▶ What is needed
For the entries that follow, restate word for word the line containing "building, your assistance would be valued.", the line containing "Should you be willing to segment every instance of the dirt", and every line that lies between them.

Extracted records
Content starts
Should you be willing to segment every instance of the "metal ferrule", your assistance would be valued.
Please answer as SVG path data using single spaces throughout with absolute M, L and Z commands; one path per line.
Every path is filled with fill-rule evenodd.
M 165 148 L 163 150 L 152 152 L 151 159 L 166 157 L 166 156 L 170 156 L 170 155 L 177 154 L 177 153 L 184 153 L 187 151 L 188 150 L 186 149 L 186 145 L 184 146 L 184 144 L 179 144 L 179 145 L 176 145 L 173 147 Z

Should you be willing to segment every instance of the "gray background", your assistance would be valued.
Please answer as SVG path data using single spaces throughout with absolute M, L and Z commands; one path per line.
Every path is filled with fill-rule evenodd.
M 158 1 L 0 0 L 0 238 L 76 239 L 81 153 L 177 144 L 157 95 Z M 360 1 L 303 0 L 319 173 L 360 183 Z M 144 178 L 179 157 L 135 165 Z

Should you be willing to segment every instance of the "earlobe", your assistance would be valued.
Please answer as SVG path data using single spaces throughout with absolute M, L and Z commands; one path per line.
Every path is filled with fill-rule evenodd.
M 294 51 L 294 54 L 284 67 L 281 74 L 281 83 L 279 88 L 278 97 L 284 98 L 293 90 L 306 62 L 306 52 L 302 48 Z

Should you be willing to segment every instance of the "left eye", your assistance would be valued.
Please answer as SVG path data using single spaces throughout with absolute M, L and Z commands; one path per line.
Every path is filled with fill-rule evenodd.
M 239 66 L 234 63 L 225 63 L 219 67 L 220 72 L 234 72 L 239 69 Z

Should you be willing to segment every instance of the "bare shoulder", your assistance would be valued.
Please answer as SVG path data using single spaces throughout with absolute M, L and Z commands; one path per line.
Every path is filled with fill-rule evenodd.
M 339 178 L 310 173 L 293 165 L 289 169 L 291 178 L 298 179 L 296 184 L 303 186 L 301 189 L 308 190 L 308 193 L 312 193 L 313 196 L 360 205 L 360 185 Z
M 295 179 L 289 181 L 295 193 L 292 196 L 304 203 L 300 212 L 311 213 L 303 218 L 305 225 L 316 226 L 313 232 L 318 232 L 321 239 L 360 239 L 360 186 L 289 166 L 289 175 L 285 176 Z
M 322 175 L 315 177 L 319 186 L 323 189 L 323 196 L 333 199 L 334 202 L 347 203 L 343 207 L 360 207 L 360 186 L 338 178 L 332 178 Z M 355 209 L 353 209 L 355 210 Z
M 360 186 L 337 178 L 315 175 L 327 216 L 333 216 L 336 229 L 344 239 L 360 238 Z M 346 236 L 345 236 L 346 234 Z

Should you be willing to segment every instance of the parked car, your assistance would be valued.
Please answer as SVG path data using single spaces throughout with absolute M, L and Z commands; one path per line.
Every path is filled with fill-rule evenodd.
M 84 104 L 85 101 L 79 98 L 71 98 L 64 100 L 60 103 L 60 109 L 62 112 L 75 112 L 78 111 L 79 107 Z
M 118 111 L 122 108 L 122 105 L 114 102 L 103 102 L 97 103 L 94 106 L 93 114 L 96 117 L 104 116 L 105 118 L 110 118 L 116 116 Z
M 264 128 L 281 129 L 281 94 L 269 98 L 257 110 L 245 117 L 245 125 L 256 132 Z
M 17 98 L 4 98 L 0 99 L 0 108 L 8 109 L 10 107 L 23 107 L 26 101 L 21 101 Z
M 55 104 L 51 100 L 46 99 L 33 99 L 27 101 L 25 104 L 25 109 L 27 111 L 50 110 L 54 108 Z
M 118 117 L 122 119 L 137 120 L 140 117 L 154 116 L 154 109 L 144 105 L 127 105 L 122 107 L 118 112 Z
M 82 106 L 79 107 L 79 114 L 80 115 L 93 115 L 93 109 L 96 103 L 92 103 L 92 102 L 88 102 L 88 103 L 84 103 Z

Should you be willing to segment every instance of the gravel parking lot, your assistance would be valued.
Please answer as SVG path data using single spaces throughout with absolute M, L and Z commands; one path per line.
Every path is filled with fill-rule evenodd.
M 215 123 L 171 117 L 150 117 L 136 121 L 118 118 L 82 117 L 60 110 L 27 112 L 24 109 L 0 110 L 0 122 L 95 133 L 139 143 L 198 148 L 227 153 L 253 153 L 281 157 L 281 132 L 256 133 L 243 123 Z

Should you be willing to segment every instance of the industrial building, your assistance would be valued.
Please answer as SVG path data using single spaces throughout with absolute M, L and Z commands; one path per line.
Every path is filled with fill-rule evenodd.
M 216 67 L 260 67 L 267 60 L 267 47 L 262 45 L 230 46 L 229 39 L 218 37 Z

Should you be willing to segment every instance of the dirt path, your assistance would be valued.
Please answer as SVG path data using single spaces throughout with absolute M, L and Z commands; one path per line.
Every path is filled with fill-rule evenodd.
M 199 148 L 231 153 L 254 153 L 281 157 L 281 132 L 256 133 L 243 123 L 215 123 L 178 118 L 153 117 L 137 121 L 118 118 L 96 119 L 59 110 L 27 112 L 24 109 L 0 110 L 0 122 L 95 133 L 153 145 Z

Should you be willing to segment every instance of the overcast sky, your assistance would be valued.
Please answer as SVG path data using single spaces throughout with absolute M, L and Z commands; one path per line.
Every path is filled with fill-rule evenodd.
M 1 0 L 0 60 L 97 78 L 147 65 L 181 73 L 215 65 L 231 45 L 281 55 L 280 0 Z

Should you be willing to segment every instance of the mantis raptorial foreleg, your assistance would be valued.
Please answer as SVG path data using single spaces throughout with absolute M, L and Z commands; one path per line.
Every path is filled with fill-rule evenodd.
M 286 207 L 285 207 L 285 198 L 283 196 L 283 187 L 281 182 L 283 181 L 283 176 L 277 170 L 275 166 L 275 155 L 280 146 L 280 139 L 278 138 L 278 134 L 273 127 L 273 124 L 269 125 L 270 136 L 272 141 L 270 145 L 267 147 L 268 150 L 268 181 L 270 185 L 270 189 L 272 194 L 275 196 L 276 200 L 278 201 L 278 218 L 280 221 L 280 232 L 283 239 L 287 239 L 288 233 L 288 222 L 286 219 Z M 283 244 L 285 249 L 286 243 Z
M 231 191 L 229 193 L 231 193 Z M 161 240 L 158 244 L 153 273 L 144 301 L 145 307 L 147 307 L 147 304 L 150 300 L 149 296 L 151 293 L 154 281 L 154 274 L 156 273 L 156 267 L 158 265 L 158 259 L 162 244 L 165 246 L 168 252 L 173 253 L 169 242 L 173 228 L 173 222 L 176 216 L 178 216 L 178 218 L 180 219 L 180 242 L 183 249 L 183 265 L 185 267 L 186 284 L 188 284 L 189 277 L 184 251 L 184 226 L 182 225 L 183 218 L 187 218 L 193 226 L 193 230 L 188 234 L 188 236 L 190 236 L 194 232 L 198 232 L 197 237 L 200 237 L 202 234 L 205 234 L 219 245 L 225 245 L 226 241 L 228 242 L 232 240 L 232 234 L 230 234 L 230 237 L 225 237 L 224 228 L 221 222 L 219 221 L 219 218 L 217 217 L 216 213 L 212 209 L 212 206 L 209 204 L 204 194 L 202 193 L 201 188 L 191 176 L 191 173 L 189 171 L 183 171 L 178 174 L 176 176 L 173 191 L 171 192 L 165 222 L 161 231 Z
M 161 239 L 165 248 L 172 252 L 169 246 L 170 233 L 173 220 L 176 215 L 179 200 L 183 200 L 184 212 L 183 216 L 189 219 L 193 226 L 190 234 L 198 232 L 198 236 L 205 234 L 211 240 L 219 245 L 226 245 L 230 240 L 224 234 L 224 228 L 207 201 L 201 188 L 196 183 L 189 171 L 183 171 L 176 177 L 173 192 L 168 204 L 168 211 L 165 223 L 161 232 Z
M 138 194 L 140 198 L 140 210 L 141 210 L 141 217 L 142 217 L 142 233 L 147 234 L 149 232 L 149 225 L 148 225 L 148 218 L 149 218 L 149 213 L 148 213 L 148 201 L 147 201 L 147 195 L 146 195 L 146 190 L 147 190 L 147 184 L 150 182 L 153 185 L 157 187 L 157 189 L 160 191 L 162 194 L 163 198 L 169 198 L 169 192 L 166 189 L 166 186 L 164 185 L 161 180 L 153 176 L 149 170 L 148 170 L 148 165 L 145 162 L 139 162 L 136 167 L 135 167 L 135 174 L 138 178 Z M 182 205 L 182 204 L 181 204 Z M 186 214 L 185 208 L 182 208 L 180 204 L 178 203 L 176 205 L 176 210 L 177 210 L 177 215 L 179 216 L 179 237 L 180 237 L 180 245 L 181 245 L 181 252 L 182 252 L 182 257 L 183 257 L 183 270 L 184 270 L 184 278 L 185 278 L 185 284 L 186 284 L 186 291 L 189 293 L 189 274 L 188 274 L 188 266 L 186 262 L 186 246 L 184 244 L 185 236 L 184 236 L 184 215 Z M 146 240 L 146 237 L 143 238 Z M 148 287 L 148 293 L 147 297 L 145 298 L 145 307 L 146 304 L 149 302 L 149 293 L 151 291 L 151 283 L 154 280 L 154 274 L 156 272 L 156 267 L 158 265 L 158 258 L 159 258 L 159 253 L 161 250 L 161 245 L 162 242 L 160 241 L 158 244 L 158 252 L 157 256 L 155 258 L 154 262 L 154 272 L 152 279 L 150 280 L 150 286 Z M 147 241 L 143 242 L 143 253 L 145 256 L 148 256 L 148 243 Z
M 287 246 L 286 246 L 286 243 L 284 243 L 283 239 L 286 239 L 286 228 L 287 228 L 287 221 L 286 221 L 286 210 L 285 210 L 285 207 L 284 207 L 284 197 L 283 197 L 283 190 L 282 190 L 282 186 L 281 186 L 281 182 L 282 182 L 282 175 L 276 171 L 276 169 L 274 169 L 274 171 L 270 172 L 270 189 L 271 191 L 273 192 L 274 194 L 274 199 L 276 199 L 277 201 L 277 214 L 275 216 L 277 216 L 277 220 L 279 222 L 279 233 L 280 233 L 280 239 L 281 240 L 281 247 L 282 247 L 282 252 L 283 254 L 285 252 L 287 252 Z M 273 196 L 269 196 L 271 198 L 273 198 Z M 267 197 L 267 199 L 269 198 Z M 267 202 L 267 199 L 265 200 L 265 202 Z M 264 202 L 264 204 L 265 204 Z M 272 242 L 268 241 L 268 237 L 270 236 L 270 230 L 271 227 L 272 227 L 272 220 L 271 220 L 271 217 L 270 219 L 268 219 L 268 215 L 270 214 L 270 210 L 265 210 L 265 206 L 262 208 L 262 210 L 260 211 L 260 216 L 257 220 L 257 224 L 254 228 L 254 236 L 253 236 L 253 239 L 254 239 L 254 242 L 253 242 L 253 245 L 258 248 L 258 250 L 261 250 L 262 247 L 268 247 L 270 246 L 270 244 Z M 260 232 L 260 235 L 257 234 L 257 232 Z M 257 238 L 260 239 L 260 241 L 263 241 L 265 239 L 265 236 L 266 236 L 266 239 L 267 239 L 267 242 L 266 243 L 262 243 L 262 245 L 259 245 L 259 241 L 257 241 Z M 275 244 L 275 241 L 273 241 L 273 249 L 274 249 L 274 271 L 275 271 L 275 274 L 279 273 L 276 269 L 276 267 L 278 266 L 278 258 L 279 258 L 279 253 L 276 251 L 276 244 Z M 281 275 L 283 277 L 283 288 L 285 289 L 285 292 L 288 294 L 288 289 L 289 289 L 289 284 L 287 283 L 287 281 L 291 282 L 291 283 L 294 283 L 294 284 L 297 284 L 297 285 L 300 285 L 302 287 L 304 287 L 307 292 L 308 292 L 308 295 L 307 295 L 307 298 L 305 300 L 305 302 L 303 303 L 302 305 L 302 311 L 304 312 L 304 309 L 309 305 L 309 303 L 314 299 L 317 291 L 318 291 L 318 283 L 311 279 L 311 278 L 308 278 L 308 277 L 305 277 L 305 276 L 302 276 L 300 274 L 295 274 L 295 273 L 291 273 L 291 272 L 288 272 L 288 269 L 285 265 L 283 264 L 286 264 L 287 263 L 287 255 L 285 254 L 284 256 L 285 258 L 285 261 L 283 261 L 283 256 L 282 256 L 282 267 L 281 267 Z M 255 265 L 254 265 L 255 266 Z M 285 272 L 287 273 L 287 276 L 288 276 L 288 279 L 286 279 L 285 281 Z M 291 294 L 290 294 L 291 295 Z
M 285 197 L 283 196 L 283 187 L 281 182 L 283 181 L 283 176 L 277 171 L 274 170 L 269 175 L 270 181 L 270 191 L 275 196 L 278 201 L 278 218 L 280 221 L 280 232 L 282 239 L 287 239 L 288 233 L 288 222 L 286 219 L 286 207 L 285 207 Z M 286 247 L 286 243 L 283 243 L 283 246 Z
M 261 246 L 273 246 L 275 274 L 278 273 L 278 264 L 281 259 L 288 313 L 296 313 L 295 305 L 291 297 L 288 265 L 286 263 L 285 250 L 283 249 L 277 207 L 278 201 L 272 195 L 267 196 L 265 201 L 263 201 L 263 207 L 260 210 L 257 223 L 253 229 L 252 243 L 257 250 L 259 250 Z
Content ends
Content starts
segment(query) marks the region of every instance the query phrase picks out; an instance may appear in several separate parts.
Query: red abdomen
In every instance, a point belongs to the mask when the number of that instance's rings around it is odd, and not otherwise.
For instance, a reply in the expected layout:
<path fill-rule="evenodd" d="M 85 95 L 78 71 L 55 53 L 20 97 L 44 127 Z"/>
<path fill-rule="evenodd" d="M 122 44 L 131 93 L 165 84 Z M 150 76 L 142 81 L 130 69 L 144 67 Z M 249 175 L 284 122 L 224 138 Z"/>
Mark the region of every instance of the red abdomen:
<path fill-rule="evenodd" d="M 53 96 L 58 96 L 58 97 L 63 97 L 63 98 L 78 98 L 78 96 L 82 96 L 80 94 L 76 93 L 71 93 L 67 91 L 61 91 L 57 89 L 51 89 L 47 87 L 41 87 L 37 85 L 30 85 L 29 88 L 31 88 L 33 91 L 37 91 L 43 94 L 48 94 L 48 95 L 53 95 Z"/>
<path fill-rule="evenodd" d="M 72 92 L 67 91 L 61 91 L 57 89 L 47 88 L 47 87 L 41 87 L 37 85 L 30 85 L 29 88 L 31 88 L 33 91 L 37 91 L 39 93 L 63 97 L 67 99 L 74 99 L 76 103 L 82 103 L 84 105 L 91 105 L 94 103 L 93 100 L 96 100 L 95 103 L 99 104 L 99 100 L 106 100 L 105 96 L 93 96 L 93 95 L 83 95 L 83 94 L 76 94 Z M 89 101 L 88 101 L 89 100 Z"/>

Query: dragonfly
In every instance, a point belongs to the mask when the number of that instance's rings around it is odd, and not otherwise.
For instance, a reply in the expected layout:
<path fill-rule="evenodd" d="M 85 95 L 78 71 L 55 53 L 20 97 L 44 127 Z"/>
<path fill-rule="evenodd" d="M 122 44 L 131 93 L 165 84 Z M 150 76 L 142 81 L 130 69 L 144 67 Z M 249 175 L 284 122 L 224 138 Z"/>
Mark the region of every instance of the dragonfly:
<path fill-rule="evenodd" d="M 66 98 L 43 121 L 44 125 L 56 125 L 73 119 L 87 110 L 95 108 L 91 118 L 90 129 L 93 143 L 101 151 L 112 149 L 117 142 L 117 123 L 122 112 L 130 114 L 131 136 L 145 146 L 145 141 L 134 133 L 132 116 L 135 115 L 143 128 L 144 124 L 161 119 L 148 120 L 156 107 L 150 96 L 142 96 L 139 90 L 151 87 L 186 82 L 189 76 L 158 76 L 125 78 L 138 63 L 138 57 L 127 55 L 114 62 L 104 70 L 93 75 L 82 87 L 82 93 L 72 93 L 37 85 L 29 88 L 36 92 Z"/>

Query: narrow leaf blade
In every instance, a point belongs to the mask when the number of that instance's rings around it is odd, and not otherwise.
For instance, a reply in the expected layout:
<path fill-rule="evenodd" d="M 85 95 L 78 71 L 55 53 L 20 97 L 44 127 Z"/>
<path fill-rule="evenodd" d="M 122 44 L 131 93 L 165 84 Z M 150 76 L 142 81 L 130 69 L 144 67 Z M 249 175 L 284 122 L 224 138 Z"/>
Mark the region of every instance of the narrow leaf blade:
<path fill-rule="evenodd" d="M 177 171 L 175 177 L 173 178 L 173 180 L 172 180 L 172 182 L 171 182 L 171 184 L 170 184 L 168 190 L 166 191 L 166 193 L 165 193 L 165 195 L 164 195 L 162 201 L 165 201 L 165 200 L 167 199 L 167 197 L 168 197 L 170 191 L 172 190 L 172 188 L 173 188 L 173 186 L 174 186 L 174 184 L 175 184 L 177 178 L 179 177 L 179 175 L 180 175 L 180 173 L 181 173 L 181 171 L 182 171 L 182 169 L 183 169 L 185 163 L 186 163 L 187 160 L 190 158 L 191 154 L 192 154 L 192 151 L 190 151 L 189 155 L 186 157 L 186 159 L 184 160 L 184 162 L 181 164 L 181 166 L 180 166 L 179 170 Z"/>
Content ends
▶ Response
Should you be willing to segment every instance of the industrial building, your assistance would be valued.
Please answer as SVG path data using single spaces throughout with absolute M, L and Z commands; one path per line.
Every path is filled with fill-rule evenodd.
M 216 67 L 260 67 L 267 60 L 267 47 L 262 45 L 230 46 L 229 39 L 218 37 Z

Should you be willing to segment every instance of the dirt path, your assistance would be valued.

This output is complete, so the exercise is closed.